• **WORK TO COMPLETE**: The reply should hold every entry exactly as written and none of the pictures.

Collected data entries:

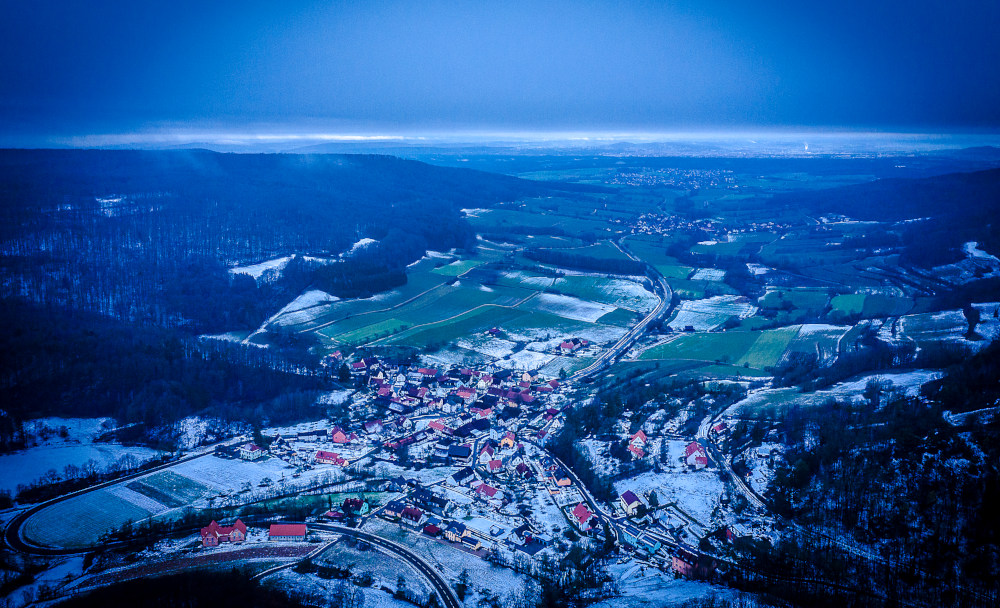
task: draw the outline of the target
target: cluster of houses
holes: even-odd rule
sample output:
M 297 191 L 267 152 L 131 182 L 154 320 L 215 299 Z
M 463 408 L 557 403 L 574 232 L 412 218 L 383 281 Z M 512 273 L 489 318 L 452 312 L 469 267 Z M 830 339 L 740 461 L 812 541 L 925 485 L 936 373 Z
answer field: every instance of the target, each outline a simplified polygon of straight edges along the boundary
M 414 368 L 378 357 L 352 363 L 351 374 L 371 388 L 376 405 L 398 415 L 451 414 L 472 407 L 519 411 L 559 388 L 558 380 L 545 382 L 535 371 Z
M 500 494 L 497 488 L 476 480 L 472 467 L 456 471 L 451 479 L 456 484 L 475 488 L 474 491 L 486 500 L 492 500 Z M 498 539 L 492 532 L 477 530 L 460 521 L 448 519 L 450 501 L 412 479 L 407 480 L 402 477 L 394 479 L 390 489 L 408 490 L 409 493 L 382 507 L 379 511 L 382 518 L 396 522 L 416 533 L 458 544 L 470 551 L 479 551 L 490 544 L 500 542 L 512 549 L 534 555 L 550 542 L 532 531 L 527 524 Z
M 268 530 L 268 540 L 301 541 L 306 538 L 305 524 L 271 524 Z M 218 547 L 222 544 L 239 544 L 247 539 L 247 526 L 237 519 L 231 526 L 223 526 L 212 520 L 201 529 L 201 545 L 203 547 Z
M 569 340 L 563 340 L 556 351 L 560 355 L 572 355 L 581 348 L 587 348 L 590 346 L 590 341 L 584 338 L 571 338 Z

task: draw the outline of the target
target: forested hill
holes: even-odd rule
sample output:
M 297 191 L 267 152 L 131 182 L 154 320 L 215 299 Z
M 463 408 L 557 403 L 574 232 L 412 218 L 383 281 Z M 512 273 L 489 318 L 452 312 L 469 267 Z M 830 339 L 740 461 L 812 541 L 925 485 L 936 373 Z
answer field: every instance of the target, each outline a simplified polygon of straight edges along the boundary
M 308 285 L 363 296 L 424 250 L 471 248 L 461 209 L 560 188 L 373 155 L 0 151 L 0 296 L 196 331 L 254 327 Z M 227 267 L 291 254 L 255 285 Z M 432 243 L 433 247 L 429 247 Z
M 915 262 L 935 251 L 977 241 L 1000 250 L 1000 169 L 950 173 L 921 179 L 879 179 L 826 190 L 779 194 L 773 202 L 811 213 L 840 213 L 853 219 L 893 222 L 926 218 L 903 226 L 900 235 Z

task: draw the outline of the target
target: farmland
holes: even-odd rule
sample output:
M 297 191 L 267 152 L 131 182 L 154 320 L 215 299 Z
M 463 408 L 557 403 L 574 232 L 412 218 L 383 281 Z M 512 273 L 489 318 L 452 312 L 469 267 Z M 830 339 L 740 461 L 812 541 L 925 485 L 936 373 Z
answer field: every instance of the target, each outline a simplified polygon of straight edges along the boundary
M 126 487 L 170 508 L 191 504 L 208 491 L 204 484 L 172 471 L 154 473 L 126 484 Z
M 745 319 L 753 316 L 755 312 L 757 307 L 743 297 L 716 296 L 704 300 L 686 300 L 677 307 L 668 325 L 675 331 L 687 327 L 705 331 L 715 329 L 731 318 Z
M 793 325 L 762 331 L 726 331 L 720 333 L 690 333 L 669 339 L 644 351 L 640 360 L 697 360 L 731 363 L 737 368 L 763 370 L 777 365 L 786 352 L 801 350 L 812 344 L 810 328 L 793 346 L 802 333 L 802 326 Z M 835 352 L 839 330 L 831 330 L 823 338 L 822 351 L 828 356 Z M 821 336 L 824 334 L 820 333 Z
M 59 502 L 31 517 L 24 526 L 27 540 L 51 547 L 82 548 L 126 522 L 138 523 L 152 513 L 108 490 L 89 492 Z

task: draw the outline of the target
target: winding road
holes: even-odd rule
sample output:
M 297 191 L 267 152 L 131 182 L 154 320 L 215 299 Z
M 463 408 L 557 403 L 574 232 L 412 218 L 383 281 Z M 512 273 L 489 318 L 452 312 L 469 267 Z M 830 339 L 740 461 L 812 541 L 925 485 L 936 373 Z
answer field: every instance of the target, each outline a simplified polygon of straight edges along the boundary
M 350 536 L 358 540 L 363 540 L 383 552 L 388 552 L 391 555 L 406 561 L 427 579 L 446 608 L 460 608 L 462 606 L 462 603 L 458 600 L 458 596 L 455 595 L 455 591 L 452 590 L 448 581 L 446 581 L 437 570 L 432 568 L 430 564 L 424 561 L 422 557 L 418 556 L 413 551 L 410 551 L 403 545 L 394 543 L 391 540 L 382 538 L 381 536 L 376 536 L 375 534 L 369 534 L 368 532 L 362 532 L 361 530 L 357 530 L 355 528 L 347 528 L 336 524 L 316 523 L 309 524 L 309 527 L 314 530 L 336 532 L 337 534 L 343 534 L 344 536 Z

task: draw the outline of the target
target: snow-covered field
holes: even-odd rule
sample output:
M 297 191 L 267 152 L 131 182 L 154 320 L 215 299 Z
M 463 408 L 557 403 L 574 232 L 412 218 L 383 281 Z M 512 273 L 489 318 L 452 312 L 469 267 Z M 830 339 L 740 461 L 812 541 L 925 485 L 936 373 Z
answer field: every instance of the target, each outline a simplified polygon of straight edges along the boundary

• **TASK ANSWER**:
task: draw the outline of the target
target: cluster of houses
holes: even-odd rule
sample output:
M 297 191 L 267 152 L 131 182 L 154 320 L 215 299 Z
M 463 408 L 557 403 L 574 232 L 412 218 L 383 281 Z M 512 273 L 489 318 L 452 312 L 469 267 Z M 830 339 L 740 461 L 812 541 L 925 485 L 936 373 Z
answer field: every instance of the target, each outline a simplified polygon of straight edges along the boundary
M 414 368 L 378 357 L 352 363 L 351 374 L 371 388 L 376 405 L 398 415 L 451 414 L 472 407 L 519 411 L 559 388 L 558 380 L 545 382 L 535 371 Z
M 500 494 L 497 488 L 476 480 L 472 467 L 456 471 L 451 479 L 456 484 L 475 488 L 474 491 L 486 500 L 492 500 Z M 498 539 L 492 532 L 477 530 L 460 521 L 448 519 L 450 501 L 412 479 L 407 480 L 402 477 L 394 479 L 390 489 L 408 490 L 409 493 L 382 507 L 379 511 L 382 518 L 396 522 L 416 533 L 458 544 L 470 551 L 479 551 L 490 544 L 500 542 L 512 549 L 534 555 L 550 542 L 532 531 L 527 524 Z
M 268 530 L 268 540 L 301 541 L 306 538 L 305 524 L 271 524 Z M 218 547 L 222 544 L 239 544 L 247 539 L 247 526 L 237 519 L 231 526 L 223 526 L 212 520 L 201 529 L 201 545 L 203 547 Z
M 569 340 L 563 340 L 556 351 L 560 355 L 572 355 L 581 348 L 587 348 L 590 346 L 590 341 L 584 338 L 571 338 Z

task: draw the outline of the target
target: forested hill
holes: even-odd rule
sample output:
M 297 191 L 267 152 L 131 182 L 154 320 L 215 299 Z
M 463 408 L 557 403 L 574 232 L 412 218 L 383 281 Z M 512 273 L 489 318 L 452 312 L 469 267 Z M 830 339 L 740 461 L 812 541 L 925 485 L 936 373 Z
answer field: every instance of the target, each outline a simplified polygon of straight edges along the boundary
M 308 285 L 363 296 L 424 250 L 471 248 L 461 209 L 560 188 L 373 155 L 0 151 L 0 296 L 196 331 L 254 327 Z M 227 267 L 291 254 L 255 285 Z M 432 243 L 433 247 L 429 247 Z
M 915 262 L 935 251 L 977 241 L 1000 250 L 1000 169 L 950 173 L 921 179 L 879 179 L 826 190 L 779 194 L 773 202 L 811 213 L 840 213 L 853 219 L 893 222 L 926 218 L 903 226 L 900 235 Z

task: draw the outline of the target
target: farmland
holes: even-odd rule
sample output:
M 297 191 L 267 152 L 131 182 L 154 320 L 215 299 Z
M 463 408 L 557 403 L 574 232 L 412 218 L 383 281 Z M 512 273 L 489 318 L 452 312 L 469 267 Z M 830 339 L 740 461 L 812 541 L 925 485 L 936 373 Z
answer field: every instance of the target, each outline a simplified polygon of straight edges along the boundary
M 126 487 L 170 508 L 191 504 L 208 491 L 204 484 L 172 471 L 154 473 L 126 484 Z
M 745 319 L 753 316 L 755 312 L 757 307 L 743 297 L 716 296 L 704 300 L 686 300 L 677 307 L 668 325 L 675 331 L 687 327 L 705 331 L 715 329 L 731 318 Z
M 793 325 L 762 331 L 726 331 L 720 333 L 690 333 L 669 339 L 644 351 L 640 360 L 697 360 L 731 363 L 737 368 L 763 370 L 777 365 L 786 352 L 801 350 L 812 344 L 810 328 L 793 346 L 802 333 L 802 326 Z M 835 352 L 839 330 L 831 330 L 823 338 L 822 351 L 828 356 Z M 821 336 L 824 334 L 820 333 Z
M 59 502 L 31 517 L 24 526 L 27 540 L 51 547 L 82 548 L 126 522 L 138 523 L 152 513 L 108 490 L 89 492 Z

task: draw the outline of the target
target: winding road
holes: even-odd rule
sample output:
M 297 191 L 267 152 L 131 182 L 154 320 L 215 299 Z
M 463 408 L 557 403 L 574 232 L 412 218 L 383 281 Z M 512 273 L 489 318 L 452 312 L 469 267 Z M 830 339 L 740 461 L 812 541 L 925 485 L 936 373 Z
answer field: every instance of the target, each outline a simplified polygon of straight edges along the boundary
M 350 536 L 358 540 L 363 540 L 383 552 L 388 552 L 391 555 L 406 561 L 427 579 L 446 608 L 460 608 L 462 606 L 462 603 L 458 600 L 458 596 L 455 595 L 455 591 L 452 590 L 448 581 L 446 581 L 437 570 L 432 568 L 430 564 L 424 561 L 422 557 L 418 556 L 413 551 L 410 551 L 403 545 L 394 543 L 391 540 L 382 538 L 381 536 L 376 536 L 375 534 L 369 534 L 368 532 L 362 532 L 361 530 L 357 530 L 355 528 L 347 528 L 336 524 L 316 523 L 309 524 L 309 527 L 314 530 L 336 532 L 337 534 L 343 534 L 344 536 Z

task: draw the outline of the target
target: snow-covered field
holes: even-odd rule
sample output:
M 297 191 L 267 152 L 131 182 L 154 320 L 215 299 Z
M 463 408 L 557 403 L 574 232 L 412 218 L 383 281 Z M 512 273 L 489 318 L 452 312 L 469 267 Z M 830 339 L 740 461 L 812 541 L 925 485 L 936 373 Z
answer field: every instance of the target, each outline a simplified polygon of straight edges along the boundary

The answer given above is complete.